BRIEF: Please restate the following records word for word.

SUPPLIED RECORDS:
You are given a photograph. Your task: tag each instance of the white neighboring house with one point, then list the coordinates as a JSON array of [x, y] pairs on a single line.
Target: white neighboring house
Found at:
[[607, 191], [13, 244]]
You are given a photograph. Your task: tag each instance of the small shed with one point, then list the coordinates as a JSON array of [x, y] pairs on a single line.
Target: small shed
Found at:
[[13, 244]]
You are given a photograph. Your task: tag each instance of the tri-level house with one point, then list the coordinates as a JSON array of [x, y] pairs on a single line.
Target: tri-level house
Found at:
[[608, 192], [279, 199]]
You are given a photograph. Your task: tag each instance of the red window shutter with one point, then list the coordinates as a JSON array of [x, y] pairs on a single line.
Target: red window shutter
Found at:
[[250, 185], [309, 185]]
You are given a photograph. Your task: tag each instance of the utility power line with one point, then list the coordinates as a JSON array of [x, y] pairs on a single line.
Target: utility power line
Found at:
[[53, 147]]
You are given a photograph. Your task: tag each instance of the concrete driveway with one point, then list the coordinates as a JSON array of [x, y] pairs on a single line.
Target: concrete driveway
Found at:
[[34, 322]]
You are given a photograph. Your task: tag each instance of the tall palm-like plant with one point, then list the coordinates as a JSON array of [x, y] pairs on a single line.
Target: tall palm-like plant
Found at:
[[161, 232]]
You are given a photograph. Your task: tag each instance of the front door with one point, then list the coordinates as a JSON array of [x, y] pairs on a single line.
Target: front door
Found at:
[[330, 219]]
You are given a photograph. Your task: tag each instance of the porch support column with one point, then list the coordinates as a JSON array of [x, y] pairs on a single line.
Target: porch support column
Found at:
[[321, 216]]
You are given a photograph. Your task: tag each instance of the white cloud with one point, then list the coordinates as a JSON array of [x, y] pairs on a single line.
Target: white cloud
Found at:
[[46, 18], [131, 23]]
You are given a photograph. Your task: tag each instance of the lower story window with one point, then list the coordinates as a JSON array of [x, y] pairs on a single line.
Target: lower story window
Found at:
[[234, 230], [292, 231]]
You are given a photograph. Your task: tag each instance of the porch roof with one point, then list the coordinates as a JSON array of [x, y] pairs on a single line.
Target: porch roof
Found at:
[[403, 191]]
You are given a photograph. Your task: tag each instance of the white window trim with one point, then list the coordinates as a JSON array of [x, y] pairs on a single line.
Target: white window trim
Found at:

SOLUTION:
You are given a photograph. Your task: tag each instance of the white neighboring house with one point, then list the coordinates as a JSON array of [x, y] pairs on a single line.
Target: white neighboring house
Found at:
[[607, 191], [13, 244]]
You are given a photograph. Your task: tag each instance of the small shed with one point, then list the coordinates as a JSON array of [x, y] pairs on a single line.
Target: small shed
Found at:
[[13, 244]]
You are given a photograph. Your task: tag each instance of the tri-level house with one point, then list the coordinates as a JSON array of [x, y] pairs on a single line.
Target: tri-level house
Found at:
[[608, 192], [279, 199]]
You are given a photograph. Your task: tag each instance of the red window shutter with one point, then list the coordinates as a JSON array of [x, y] pairs on a single line.
Target: red window shutter
Found at:
[[250, 185], [309, 185]]
You are given a photograph. Your task: tag each instance of the utility power line with one point, then list the coordinates as a JSON array of [x, y] pairs on a single line.
Target: utility power line
Found at:
[[53, 147]]
You are given a photograph. Your task: tag each instance of the concrete driveway with one point, then list the coordinates as a JSON array of [x, y] pairs on a single line.
Target: concrete driveway
Found at:
[[34, 322]]
You are given a photograph. Your task: tag each instance of the tall palm-like plant with one point, then list the coordinates as a JSON array of [x, y] pairs on a single line.
Target: tall palm-like plant
Found at:
[[161, 232]]
You are given a photograph. Your task: tag each instance of the front door with one point, then list the coordinates as a JSON array of [x, y] pairs on a single line.
Target: front door
Found at:
[[330, 219]]
You are given a photograph. Your task: tag each instance of the porch support column with one point, then list the coordinates as a JSON array of [x, y] pairs on a single line.
Target: porch support column
Found at:
[[321, 216]]
You are given a photograph. Your task: tag each instance of the white cloud with one point, then list the coordinates as a JSON array of [x, y] pairs on a single line.
Target: white cloud
Found at:
[[46, 18], [131, 23]]
You are given a photograph. Your task: tag each instance of the lower story window with one point, then list the coordinates as a JSON array of [x, y] pairs on a single line.
Target: lower story window
Found at:
[[234, 230], [292, 231]]
You are given a photograph. Your task: tag each instance of the porch roof with one point, then list the coordinates as a JSON array of [x, y] pairs on a single line.
Target: porch roof
Found at:
[[403, 191]]
You are given a photograph. Your task: tag each instance of the white window trim with one point, then list the coordinates as a JSON array of [x, y] pairs on a single line.
Target: white window trim
Found at:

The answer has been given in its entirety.